◆ Exercise
Reproduce each record exactly, but exclude every picture.

◆ Input records
####
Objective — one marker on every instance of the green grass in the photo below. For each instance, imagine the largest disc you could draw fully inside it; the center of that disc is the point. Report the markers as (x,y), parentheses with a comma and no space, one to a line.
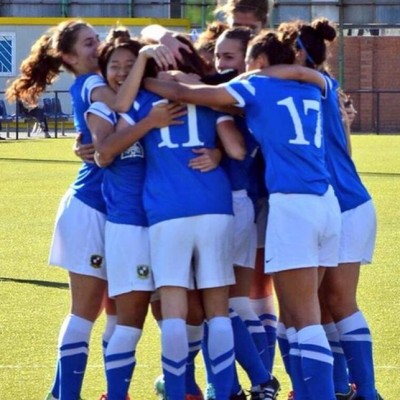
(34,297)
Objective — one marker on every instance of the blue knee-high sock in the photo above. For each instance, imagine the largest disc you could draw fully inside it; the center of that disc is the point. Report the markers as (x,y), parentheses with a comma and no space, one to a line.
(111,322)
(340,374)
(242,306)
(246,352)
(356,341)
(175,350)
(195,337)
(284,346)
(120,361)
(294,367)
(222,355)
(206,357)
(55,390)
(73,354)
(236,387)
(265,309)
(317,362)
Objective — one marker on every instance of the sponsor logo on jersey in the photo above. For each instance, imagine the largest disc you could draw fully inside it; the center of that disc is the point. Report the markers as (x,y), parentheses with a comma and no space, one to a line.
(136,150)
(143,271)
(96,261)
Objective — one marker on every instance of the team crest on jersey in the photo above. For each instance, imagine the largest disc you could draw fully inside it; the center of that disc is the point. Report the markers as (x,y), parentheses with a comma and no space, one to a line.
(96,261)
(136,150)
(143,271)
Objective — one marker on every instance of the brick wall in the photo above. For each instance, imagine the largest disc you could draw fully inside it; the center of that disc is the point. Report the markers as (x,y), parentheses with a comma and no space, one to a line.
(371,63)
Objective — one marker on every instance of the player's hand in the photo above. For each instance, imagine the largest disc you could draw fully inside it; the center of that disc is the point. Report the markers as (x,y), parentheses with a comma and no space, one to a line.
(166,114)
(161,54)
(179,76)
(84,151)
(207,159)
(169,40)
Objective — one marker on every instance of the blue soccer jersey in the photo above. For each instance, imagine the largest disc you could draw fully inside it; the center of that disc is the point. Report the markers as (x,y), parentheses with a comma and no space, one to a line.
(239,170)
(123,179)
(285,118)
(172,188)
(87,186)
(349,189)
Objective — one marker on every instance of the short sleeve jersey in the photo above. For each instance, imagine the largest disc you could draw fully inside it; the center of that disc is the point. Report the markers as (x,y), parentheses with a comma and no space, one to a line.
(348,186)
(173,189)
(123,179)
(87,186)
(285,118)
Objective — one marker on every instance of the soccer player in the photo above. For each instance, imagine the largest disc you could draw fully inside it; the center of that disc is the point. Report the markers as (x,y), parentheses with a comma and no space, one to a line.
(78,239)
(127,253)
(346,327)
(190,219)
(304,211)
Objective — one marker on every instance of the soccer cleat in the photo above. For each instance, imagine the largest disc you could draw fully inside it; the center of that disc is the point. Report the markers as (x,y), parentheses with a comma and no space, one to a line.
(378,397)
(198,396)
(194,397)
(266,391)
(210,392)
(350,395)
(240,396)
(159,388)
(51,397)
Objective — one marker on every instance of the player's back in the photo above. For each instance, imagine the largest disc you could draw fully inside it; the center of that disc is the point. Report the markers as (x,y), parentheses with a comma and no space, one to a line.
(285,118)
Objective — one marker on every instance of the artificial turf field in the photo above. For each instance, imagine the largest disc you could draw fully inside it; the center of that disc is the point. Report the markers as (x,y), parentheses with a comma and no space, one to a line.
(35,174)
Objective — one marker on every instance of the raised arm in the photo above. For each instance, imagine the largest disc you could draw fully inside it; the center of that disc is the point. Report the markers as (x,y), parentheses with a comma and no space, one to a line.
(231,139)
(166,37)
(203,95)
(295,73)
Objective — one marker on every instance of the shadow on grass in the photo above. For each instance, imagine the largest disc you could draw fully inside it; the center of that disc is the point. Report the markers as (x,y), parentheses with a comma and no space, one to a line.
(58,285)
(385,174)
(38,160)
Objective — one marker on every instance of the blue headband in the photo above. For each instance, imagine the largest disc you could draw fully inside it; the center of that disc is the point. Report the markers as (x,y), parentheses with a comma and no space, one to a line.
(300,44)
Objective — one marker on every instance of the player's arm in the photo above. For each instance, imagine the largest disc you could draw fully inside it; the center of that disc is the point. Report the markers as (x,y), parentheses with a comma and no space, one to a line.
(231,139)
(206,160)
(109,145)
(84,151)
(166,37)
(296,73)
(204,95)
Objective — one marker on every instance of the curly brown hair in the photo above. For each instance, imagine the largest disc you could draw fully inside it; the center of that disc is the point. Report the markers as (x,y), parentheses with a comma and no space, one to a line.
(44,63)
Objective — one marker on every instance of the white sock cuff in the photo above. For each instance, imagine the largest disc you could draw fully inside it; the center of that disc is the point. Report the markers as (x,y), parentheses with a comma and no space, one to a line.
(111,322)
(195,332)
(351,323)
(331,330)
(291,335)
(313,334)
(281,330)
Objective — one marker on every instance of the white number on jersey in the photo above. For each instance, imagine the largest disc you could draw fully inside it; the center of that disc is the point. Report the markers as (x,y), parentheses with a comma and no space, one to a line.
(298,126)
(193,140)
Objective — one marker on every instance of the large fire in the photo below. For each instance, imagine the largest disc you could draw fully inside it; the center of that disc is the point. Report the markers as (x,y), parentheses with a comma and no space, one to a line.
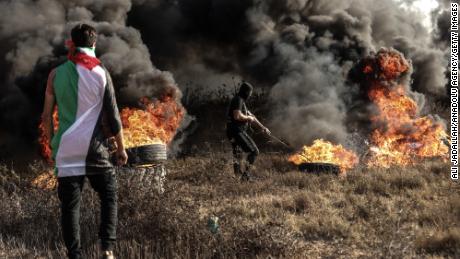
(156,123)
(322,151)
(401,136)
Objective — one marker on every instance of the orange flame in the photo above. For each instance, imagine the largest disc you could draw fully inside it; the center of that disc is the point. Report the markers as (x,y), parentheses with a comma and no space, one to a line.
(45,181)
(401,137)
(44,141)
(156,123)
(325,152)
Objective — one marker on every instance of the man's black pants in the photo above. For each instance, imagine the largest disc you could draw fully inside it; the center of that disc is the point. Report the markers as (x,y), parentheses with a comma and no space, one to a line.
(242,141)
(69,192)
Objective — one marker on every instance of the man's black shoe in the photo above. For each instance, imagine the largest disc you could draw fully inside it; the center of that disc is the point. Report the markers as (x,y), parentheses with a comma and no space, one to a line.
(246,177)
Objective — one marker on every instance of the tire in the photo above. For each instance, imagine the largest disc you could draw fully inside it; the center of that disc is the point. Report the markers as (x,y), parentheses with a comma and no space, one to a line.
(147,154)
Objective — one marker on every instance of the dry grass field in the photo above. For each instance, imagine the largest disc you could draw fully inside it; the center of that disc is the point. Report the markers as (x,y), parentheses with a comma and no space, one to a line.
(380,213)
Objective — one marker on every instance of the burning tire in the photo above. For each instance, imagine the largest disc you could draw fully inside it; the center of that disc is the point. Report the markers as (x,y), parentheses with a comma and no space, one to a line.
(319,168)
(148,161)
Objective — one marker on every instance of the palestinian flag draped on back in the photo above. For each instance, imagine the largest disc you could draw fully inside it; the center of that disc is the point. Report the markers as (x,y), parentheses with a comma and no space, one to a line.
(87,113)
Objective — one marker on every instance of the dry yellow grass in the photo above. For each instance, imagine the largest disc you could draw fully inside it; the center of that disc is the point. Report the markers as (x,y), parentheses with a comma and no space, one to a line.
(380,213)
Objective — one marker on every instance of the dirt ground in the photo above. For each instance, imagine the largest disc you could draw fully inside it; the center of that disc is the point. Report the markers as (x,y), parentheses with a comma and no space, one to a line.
####
◆ Answer space
Objective — one marker on every instance of the green grass in the photo below. For each instance, imagine the largest disc you could draw fully inside it; the center of that disc is the point. Report the markers as (x,y), parentheses with a comma and no space, one to a line.
(34,297)
Objective — one marker on every instance of the blue knee-high sock in the photo above. For each instance, imagine the largest disc you could draw fully inside it; the center of that disc is the point. Report the markers as (x,y), parentheses with a comma and no space, one to a line.
(111,322)
(340,374)
(242,306)
(246,352)
(356,341)
(175,350)
(195,337)
(284,346)
(120,361)
(294,367)
(222,355)
(206,357)
(55,390)
(73,354)
(236,387)
(265,309)
(317,362)
Objective — one marker on every instance of the sponsor logo on jersey in the photo above. For each instance, imagine the largest disc you could draw fully inside it; the center of that disc is the point. Report the markers as (x,y), parentheses with a comma and no space, one to a line.
(136,150)
(143,271)
(96,261)
Objective — one marker on every instance of the team crest on jersey in the photo above. For each instance, imagine the largest disc you could draw fully inside it; the center of that disc is the point. Report the markers as (x,y), parentheses with a comma and no space, one to a line.
(96,261)
(136,150)
(143,271)
Objective — one marker on every instance of the brick wall in the photo above. For each instance, imagine the largest disc you could draw fully inside it; the center of that disc is the point. Report the markers as (x,y), parentheses with a comma and no space, one to a line.
(371,63)
Objective — one marker on every instance of the player's hand in the photo above. For each instance, imagine the largest disc you could draw fully inside it; the center of that disc is the point. Report the markers as (x,y), parentheses with a comma and no space, one to a line.
(166,114)
(161,54)
(179,76)
(84,151)
(207,159)
(169,40)
Objective — one marker on every instance of the blue soccer jersey in the photo above. For each instance, imagine the largest disc you could draw fully inside it; the center of that disc is the point. Report the markers as (x,y), parentheses with a comma and no space, one to a line.
(239,170)
(123,179)
(285,118)
(172,188)
(87,186)
(349,189)
Objective — one marker on every instance of the short sleeve jersey in the photo above. For each instance, imagine the largest disc you could draw fully inside it; the center of that disc is the point. Report the markers as (x,y), parentheses with a comma and no space, one to a line.
(348,186)
(173,189)
(123,179)
(87,186)
(285,118)
Objective — one marker on every instance of the soccer player in the photo above. For each instance, imagine the largest disc you could draw fully inside it; the center of that disc is the point. Report the markers as (x,y), parentheses with a comma and no space, one to a line.
(78,239)
(127,253)
(346,327)
(190,219)
(304,211)
Objective — one marker on every instance of the soccer cleat in the photo above. For each instance, imagine the largest disc you could draw fully inside it; the center of that disc is the point. Report the markers as (x,y), parentheses with a comma and no space, one to a line.
(378,397)
(198,396)
(194,397)
(266,391)
(210,392)
(350,395)
(240,396)
(159,388)
(51,397)
Objective — one marker on every instance of the player's back in the photo above. For each instance, imagine the largest disc you could draw fully inside it; the center of that disc is the point. Report the markers as (x,y), parentheses with a comma and no space, one to a line.
(285,118)
Objective — one marker on every instance of the artificial turf field in the photo above. For each instance, imagine the largest disc you could draw fully inside it; the center of that disc is the point. Report the markers as (x,y), parentheses with a comma and no space, one to a line.
(35,174)
Objective — one marker on every instance of the raised arm in the photo above. For each instance, imagine the largest disc you could draw fully inside it; the center of that disc is the point. Report the markers as (x,y), parentheses with a comma and no space, one to a line.
(231,139)
(166,37)
(203,95)
(295,73)
Objective — one marker on every instance of the shadow on grass in the photo above. For each instance, imagine the largest disc you could draw fully inside it; the center of that disc is the point. Report the markers as (x,y), parentheses with a comma and no space, one to a line.
(58,285)
(385,174)
(38,160)
Objective — one marker on every instance of the blue headband in the photo above. For each instance, imagine the largest disc you could draw fully inside it; the center of that disc is the point. Report the markers as (x,y), parentheses with a comma and no space, one to a line.
(300,44)
Objective — one marker on every instance of the player's arm in the photo above. For each instance, imagine the largest disc you could draw fully inside it; the center of that disc is the point. Report the markers as (x,y), parentheses with a comma and no space, one to a line.
(231,139)
(206,160)
(109,145)
(84,151)
(166,37)
(296,73)
(204,95)
Objective — one marker on every instance of the curly brown hair in the photo above. For each instance, imagine the largest disc you could draw fully inside it; the center of that disc is the point. Report the markers as (x,y), parentheses with a comma and no space, one to a line.
(44,63)
Objective — one marker on every instance of the white sock cuff in the photo above. For each instance, imagine the largest disc you could draw fully inside it; the center of that disc is the point. Report the markers as (x,y), parentheses with a comma and no space, one to a line.
(111,322)
(195,332)
(351,323)
(331,330)
(291,335)
(313,334)
(281,330)
Objective — one marker on every instance of the white number on jersey in the photo above. For each instance, imagine the largest disc you could draw fully inside it; the center of that disc is the point. Report the markers as (x,y), parentheses with a comma and no space, one to a line.
(298,126)
(193,140)
Objective — one marker on every instance of the large fire in the photo below. For each instance, imagine the largest disc you could draw fully inside it; the center of that disc is the point. Report the markers as (x,y), parentheses with a comma and no space, one to a line.
(156,123)
(322,151)
(401,136)
Objective — one marker on every instance of the orange flame in the photo above. For each instance, imagine the largest disc you could draw fully inside it; the center of that disc is the point. Report the markers as (x,y), parentheses with a comma and no space, one to a line.
(45,181)
(401,137)
(44,141)
(156,123)
(325,152)
Objective — one marker on every instance of the man's black pants in the photo above. For each instance, imagine the largest disc you could draw fully inside it; the center of that disc is the point. Report the markers as (x,y), parentheses with a comma and no space, one to a line.
(242,141)
(69,192)
Objective — one marker on every instance of the man's black shoe in the photo above. For each instance, imagine the largest disc you could draw fully inside it; the center of that disc is the point. Report the markers as (x,y), parentheses with a comma and no space, one to a line.
(246,177)
Objective — one marker on every instance of the tire in the photo above. For each instance, imagine the largest disc you could draw fully inside it; the center of that disc is the point. Report the markers as (x,y), parentheses with a comma and no space, one to a line.
(147,154)
Objective — one marker on every instance of the dry grass field in the photo above. For each instance, imagine the largest disc you could draw fully inside it; the center of that disc is the point. Report the markers as (x,y), parentheses with a comma and no space, one to a line.
(380,213)
Objective — one marker on every instance of the burning tire in the photo above. For each instance, imagine the largest disc you could draw fully inside it; the center of that disc is the point. Report the markers as (x,y), parentheses with a comma and no space, one to a line.
(319,168)
(148,161)
Objective — one marker on every instance of the palestinian flag draped on back in the photo above. For each instance, imagine the largest disc you could draw fully inside it; the center of that disc is the point. Report the markers as (x,y), parentheses with a comma and no space, one to a line.
(87,113)
Objective — one marker on every instance of the dry yellow grass in the photo above. For each instance, imagine the largest disc you could draw fully inside it; the center of that disc is the point. Report the markers as (x,y), parentheses with a comma and no space, one to a line.
(380,213)
Objective — one marker on every instance of the dirt ground in the photo above. For each instance, imagine the largest disc you could draw fully inside it; the center of that disc is the point. Report the markers as (x,y), parentheses with a comma and no space, one to a line.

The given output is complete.